SHORT TASK A:
Answer these questions about the post:
(i) Which classic book by Thomas Merton does the post name?
(ii) For how many years has the writer been a member of the Brothers of the Sacred Heart?
(iii) Who wrote The Solace of Fierce Landscapes?
SHORT TASK B: Return, word for word, the passage of the post between "Next Monday (October" and "from his/her desires.", inclusive.

PAGE:
** Start **
Sunday, September 30, 2007

The belly of a paradox

Next Monday (October 8) I turn 30. Yeesh. Franciscan priest Richard Rohr, who writes a lot on masculine spirituality and initiation rituals, says that it's hard for us to "get it" in terms of the spiritual quest before the age of 30, so I'm really hoping that I am about to start to "get it." It also just so happens that the readings for that day are from the Book of Jonah, a delightful little book with a serious message. In the monastic literature, Jonah in the belly of the beast is a standard image for the "hidden life" of the monk in the monastery, being transformed (digested?) by the encounter with God's purposes taking him/her in a direction away from his/her desires.

Just as Thomas Merton, in his classic book The Sign of Jonas, could contrast his desire for more solitude and silence (with the Carthusians or Camaldolese hermits) with the inexplicable something that kept him at Gethsemani despite the noise, the busyness, the crowdedness, I can look back over the last eleven years as a member of the Brothers of the Sacred Heart and marvel at the inexplicable something that has conspired to overcome my impatience, my arrogance, my personal preferences. In many cultures, the initiation of the boy into the young man involves a ritual death, such as baptism in the early church, or even “digestion” by a god or a monster, which culminates in a ritual rebirth. I can’t exactly say I have had more than my share of death to deal with, but I am greatly blessed that my community has, as Richard Rohr puts it, held my feet to the fire long enough to become feet. I say all of this by way of gratitude to the community of Brothers and friends and family who have mentored me and put up with more from me than any of us realize, and by way of introduction to the little essay that follows. I wrote this for the directed readings course I am taking on "Sacred Landscapes" -- spirituality and geography -- as a synthesis of the book The Solace of Fierce Landscapes, by my teacher Belden Lane.

“[L]ike Jonas himself I find myself traveling toward my destiny in the belly of a paradox.” (Merton 11) Images of being swallowed, digested, and regurgitated abound in the mythological literature, including the Judeo-Christian scriptures, and in the monastic tradition of Christianity. What is it about the archetype of the “belly of the beast” that serves as an image of transformation in so many cultures and spiritual traditions?
** End **
ENTRIES SUPPLIED:
** Start **
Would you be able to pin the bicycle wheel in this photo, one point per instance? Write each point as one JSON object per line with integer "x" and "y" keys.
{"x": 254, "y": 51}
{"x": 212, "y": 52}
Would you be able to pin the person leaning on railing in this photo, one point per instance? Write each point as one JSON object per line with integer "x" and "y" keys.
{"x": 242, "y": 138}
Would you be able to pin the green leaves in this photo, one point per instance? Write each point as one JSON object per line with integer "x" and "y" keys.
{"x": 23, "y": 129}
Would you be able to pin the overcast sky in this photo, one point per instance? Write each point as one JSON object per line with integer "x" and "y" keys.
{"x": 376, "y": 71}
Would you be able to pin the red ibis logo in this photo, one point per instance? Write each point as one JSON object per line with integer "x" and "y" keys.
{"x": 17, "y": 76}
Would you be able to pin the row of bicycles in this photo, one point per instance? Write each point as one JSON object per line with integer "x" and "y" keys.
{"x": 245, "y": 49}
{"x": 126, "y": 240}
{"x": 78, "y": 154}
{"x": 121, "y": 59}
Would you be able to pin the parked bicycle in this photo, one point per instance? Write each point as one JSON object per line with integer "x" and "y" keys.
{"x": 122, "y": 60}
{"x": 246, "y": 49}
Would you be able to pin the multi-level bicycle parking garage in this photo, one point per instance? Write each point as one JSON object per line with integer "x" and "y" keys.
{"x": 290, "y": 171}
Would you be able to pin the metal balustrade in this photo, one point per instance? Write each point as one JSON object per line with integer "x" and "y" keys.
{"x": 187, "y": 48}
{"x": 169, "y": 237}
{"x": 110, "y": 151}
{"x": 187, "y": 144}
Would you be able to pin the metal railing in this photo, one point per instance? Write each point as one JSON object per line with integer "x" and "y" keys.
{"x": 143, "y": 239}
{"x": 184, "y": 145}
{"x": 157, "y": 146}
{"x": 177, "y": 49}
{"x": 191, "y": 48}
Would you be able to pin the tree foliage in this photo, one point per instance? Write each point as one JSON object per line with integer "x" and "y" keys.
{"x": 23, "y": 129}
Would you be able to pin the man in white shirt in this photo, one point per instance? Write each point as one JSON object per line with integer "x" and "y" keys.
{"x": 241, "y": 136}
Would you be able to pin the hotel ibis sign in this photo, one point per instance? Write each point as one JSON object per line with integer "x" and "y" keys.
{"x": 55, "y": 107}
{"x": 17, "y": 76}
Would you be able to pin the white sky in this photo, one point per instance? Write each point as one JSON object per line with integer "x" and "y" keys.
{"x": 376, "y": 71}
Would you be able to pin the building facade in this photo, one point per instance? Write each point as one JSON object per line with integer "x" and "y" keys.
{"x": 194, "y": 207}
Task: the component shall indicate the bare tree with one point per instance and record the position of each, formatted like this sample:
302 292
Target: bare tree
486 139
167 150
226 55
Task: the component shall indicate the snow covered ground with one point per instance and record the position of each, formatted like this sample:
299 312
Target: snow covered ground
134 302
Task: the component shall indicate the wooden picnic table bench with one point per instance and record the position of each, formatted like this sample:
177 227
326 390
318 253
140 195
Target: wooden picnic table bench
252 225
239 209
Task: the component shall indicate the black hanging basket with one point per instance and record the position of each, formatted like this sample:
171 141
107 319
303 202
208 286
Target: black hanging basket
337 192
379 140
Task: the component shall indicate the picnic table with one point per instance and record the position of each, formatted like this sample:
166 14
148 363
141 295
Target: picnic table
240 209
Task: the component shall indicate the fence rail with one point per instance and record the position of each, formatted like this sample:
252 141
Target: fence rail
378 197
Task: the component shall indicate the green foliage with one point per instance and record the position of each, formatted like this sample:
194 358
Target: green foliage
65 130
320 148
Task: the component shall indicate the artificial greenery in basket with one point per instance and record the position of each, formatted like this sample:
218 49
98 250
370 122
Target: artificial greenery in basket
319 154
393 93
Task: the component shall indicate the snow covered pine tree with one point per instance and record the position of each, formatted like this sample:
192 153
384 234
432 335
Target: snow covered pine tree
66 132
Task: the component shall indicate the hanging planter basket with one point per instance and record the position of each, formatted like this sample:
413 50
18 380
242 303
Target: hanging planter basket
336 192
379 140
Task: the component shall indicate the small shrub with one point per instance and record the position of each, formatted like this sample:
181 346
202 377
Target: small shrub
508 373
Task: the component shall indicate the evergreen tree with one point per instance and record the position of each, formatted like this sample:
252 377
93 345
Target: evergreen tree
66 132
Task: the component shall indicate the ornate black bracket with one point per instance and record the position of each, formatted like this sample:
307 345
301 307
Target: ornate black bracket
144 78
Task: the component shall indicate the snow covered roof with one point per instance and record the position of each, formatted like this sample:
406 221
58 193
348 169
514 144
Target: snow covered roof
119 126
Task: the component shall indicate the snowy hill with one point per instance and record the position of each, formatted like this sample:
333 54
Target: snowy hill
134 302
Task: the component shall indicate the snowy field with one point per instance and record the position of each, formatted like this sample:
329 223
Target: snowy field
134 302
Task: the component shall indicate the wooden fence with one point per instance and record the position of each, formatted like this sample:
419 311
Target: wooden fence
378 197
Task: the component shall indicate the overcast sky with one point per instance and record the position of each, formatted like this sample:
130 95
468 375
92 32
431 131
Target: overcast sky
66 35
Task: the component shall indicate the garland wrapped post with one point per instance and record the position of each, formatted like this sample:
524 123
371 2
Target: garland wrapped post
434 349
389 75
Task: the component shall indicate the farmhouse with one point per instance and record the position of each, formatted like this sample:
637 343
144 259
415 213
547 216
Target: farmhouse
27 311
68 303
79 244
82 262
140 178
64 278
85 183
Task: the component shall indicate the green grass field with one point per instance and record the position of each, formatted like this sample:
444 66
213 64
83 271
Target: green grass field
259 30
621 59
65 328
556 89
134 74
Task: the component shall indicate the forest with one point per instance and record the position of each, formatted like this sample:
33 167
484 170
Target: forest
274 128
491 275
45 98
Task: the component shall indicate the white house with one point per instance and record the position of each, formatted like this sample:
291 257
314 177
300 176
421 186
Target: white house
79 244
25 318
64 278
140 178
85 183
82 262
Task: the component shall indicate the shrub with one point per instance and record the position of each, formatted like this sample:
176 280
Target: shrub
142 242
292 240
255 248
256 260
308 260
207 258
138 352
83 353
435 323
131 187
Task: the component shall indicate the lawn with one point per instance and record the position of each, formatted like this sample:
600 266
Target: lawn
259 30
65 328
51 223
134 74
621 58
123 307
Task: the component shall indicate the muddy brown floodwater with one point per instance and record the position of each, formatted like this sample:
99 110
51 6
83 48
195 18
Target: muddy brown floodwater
** End **
RESPONSE A:
(i) The Sign of Jonas
(ii) Eleven years
(iii) Belden Lane

RESPONSE B:
Next Monday (October 8) I turn 30. Yeesh. Franciscan priest Richard Rohr, who writes a lot on masculine spirituality and initiation rituals, says that it's hard for us to "get it" in terms of the spiritual quest before the age of 30, so I'm really hoping that I am about to start to "get it." It also just so happens that the readings for that day are from the Book of Jonah, a delightful little book with a serious message. In the monastic literature, Jonah in the belly of the beast is a standard image for the "hidden life" of the monk in the monastery, being transformed (digested?) by the encounter with God's purposes taking him/her in a direction away from his/her desires.